- Interactive map of Camp Good Days and Special Times
- Coordinates: 42°35′21″N 77°08′58″W﻿ / ﻿42.589070°N 77.149400°W
- Established: 1979
- Website: www.campgooddays.org

= Camp Good Days and Special Times =

Camp Good Days and Special Times, commonly called "Camp Good Days", is a residential summer camp which provides summer camping experiences for children, adults and families whose lives have been touched by cancer and other life challenges. The camp is operated by a 501(c)(3) not-for-profit organization, "Camp Good Days and Special Times Inc.", which is one of the largest organizations of its kind in the country. In addition to camping, the organization provides year-round events and activities in several locations.

==History==
Camp Good Days was founded by Gary Mervis after his daughter Elizabeth "Teddi" Mervis was diagnosed with a malignant brain tumor at the age of nine, in 1979. Mervis believed that the loneliness of being the only child in her school and neighborhood dealing with cancer was as painful to his daughter as the treatments. To help alleviate this isolation, he organized a camping experience for Elizabeth and 62 other children with cancer.

------

TASKS TO COMPLETE:
1. In the camp article, how many other children with cancer went on the camping experience that Gary Mervis organized for Elizabeth?
2. Write out the camp article word for word, from the words "- Interactive map" up to and including the words "in several locations.".

THE DATA:
------

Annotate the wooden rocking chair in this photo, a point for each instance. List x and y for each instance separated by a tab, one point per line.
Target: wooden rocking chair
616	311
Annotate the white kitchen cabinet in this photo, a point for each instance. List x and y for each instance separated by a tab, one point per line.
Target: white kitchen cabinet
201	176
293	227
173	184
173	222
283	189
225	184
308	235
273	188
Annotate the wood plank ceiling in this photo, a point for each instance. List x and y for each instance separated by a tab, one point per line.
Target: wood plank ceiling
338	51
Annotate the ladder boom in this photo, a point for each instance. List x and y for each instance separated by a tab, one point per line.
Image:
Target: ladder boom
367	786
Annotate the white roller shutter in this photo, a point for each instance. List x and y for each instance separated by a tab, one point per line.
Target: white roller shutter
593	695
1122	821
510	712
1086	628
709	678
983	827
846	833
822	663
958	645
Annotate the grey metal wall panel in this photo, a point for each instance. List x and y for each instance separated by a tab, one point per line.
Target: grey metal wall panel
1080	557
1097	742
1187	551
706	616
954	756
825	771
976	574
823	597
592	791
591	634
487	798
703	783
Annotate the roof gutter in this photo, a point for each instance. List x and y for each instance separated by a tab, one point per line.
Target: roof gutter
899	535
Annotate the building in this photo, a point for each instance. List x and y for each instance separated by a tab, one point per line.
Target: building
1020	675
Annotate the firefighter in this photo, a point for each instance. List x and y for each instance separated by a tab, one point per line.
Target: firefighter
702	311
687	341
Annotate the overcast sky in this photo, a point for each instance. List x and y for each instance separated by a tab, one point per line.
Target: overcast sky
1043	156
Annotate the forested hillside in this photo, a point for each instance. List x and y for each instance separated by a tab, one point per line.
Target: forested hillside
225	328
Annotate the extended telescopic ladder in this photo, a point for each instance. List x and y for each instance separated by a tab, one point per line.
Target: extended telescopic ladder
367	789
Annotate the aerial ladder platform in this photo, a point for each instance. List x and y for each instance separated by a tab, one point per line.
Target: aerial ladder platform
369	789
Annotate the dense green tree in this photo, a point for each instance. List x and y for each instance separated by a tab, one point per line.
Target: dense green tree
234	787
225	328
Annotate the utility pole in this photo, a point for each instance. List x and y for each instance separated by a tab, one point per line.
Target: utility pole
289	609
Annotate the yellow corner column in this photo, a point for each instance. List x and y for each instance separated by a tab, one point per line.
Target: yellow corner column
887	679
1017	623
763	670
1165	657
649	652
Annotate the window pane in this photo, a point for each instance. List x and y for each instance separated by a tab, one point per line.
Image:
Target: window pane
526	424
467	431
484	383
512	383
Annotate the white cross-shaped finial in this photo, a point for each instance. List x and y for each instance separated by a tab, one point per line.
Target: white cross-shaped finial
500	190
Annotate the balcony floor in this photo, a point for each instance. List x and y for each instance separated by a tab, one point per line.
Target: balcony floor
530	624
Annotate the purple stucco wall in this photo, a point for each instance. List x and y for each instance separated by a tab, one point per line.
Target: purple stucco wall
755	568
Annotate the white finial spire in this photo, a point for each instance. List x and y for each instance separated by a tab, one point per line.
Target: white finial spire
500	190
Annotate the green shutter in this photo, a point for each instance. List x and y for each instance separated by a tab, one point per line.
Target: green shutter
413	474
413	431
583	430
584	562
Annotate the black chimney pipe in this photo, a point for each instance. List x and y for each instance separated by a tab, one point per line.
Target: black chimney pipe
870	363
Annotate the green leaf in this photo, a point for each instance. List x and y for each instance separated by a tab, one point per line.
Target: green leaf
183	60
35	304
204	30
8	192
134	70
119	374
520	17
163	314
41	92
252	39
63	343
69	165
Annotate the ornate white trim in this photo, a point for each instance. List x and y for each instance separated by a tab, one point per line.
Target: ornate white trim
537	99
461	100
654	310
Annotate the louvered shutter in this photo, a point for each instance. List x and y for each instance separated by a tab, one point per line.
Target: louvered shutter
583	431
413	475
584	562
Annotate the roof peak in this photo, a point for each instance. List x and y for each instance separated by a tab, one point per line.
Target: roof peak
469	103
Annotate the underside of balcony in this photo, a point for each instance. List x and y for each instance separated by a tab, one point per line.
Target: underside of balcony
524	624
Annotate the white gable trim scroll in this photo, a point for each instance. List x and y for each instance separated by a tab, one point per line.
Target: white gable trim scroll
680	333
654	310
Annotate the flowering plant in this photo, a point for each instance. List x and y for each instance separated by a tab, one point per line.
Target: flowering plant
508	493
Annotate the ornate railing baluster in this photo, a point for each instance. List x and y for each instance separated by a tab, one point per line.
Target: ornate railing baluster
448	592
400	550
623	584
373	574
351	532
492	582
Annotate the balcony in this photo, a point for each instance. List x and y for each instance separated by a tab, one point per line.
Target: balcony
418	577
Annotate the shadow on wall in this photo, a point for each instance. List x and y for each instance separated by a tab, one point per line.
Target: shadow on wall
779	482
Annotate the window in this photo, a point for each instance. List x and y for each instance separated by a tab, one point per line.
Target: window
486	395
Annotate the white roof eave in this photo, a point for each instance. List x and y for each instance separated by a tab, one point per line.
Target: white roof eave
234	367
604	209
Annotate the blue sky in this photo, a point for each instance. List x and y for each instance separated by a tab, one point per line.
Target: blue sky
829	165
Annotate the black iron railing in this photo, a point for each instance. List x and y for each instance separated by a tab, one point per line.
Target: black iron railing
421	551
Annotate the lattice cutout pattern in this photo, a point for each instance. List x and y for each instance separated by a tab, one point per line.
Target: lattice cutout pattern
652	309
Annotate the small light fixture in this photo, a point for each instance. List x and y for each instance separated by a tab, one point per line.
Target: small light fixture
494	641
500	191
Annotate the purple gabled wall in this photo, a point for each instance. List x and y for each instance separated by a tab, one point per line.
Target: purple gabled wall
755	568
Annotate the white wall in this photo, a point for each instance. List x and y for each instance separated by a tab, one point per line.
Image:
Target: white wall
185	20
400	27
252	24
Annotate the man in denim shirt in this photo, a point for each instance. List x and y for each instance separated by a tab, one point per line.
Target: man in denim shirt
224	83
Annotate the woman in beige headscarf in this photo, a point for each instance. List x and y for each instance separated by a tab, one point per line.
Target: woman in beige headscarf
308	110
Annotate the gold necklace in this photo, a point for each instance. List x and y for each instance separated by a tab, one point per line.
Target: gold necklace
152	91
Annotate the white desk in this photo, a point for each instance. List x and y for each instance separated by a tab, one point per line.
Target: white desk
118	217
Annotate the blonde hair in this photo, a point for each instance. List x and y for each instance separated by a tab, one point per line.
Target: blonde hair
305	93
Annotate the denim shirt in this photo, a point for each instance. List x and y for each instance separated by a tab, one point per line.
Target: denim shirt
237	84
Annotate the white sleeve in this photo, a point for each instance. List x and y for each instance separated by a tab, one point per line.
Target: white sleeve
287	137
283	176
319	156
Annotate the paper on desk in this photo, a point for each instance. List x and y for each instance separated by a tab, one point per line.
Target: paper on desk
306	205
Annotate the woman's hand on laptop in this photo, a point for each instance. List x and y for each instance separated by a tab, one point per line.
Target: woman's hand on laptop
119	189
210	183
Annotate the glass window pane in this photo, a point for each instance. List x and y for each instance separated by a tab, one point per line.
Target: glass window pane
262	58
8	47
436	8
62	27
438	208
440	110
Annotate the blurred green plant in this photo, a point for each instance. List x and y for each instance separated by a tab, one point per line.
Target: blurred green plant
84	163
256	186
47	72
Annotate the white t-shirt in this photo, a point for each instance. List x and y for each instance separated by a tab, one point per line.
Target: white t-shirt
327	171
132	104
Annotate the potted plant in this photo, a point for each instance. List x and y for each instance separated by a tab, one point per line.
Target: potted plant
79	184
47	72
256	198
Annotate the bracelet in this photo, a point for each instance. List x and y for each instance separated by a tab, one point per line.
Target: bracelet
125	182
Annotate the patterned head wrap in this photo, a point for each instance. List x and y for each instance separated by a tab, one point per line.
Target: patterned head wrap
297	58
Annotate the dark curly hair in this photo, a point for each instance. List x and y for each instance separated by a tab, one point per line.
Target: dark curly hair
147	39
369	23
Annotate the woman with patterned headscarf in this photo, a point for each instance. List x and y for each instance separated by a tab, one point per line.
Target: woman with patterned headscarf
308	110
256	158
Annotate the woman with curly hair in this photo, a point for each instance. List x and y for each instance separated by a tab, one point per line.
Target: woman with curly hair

------

EXPECTED OUTPUTS:
1. 62

2.
- Interactive map of Camp Good Days and Special Times
- Coordinates: 42°35′21″N 77°08′58″W﻿ / ﻿42.589070°N 77.149400°W
- Established: 1979
- Website: www.campgooddays.org

= Camp Good Days and Special Times =

Camp Good Days and Special Times, commonly called "Camp Good Days", is a residential summer camp which provides summer camping experiences for children, adults and families whose lives have been touched by cancer and other life challenges. The camp is operated by a 501(c)(3) not-for-profit organization, "Camp Good Days and Special Times Inc.", which is one of the largest organizations of its kind in the country. In addition to camping, the organization provides year-round events and activities in several locations.